* [Text]:
By Mike Tenbusch | June 29, 2022

In my senior year at U of D Jesuit High School, I was president of our Student Senate, which meant one thing to every other student in the school—it was my job to make sure that our dance each month “was live” so that everybody went home happy.  At an all-boys school in a time before cell phones, the monthly dance was our one and only way to meet girls.  We had a very diverse student body that got along well, but racial tensions in Detroit were sky-high and music back then was way, way different.  There was “black music” and “white music” and people from one race rarely listened to, let alone danced to, the music of another.  When people thought the DJ was playing too much of one type of music, it invariably was because the person who hired him (me) was “trying to be black” or was “too white.”

By April, it was time for senior prom, and I was just tired of it all.  We gathered the seniors together at lunch to go over the rules, and I was going over the menu when the meeting took an unexpected turn. 

“We’re having chicken, a tossed salad, rolls, potatoes and peas, and they have a couple of different desserts—“ I started to say.

“Peas!”  Stanley Wright shouted out from the front row.  “Why’re we having peas?  Black people don’t eat peas.  Why didn’t you order corn?”

I literally saw red.  The whole room shrank and started undulating, and everything had a red tint in my eyes.  My voice got loud and curt.  “You can’t be serious.”  I shouted.  “We’re having peas!”

“See, man,” Stanley said, “this whole thing is racist!”

I lost it.  All of the frustration of the year welled up inside of me and just exploded in an instant.  I went right at Stan, trying to choke him, pushing him backwards as he took an off-balance swing at me.  We wrestled each other into a headlock in front of a stunned group of seniors, before our friends pulled us apart.  Everyone else raced out of the room, laughing hysterically, telling the whole school about the big peas vs. corn fight.  The only physical damage that was done was that I lost all the buttons on my shirt, and I walked the hallways that afternoon with a wide-open shirt and seemingly every kid in the school laughing and asking me to pass the peas.  At 18 years old, I thought that was the lowest that my life could get, but I was wrong.

* [Description of the task]: In the prom story above, what did Stanley Wright say should have been ordered instead of peas?

* [Exercise data]:

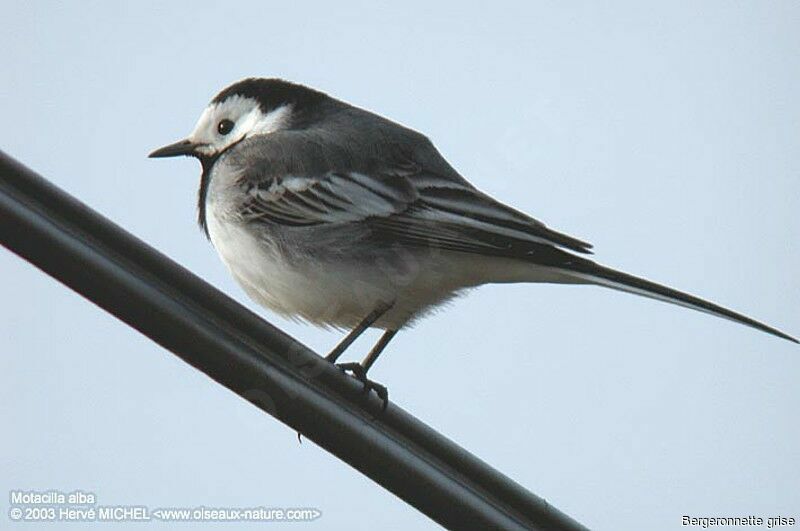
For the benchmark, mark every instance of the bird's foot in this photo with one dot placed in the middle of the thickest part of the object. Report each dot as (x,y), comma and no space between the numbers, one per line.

* [Task answer]: Corn.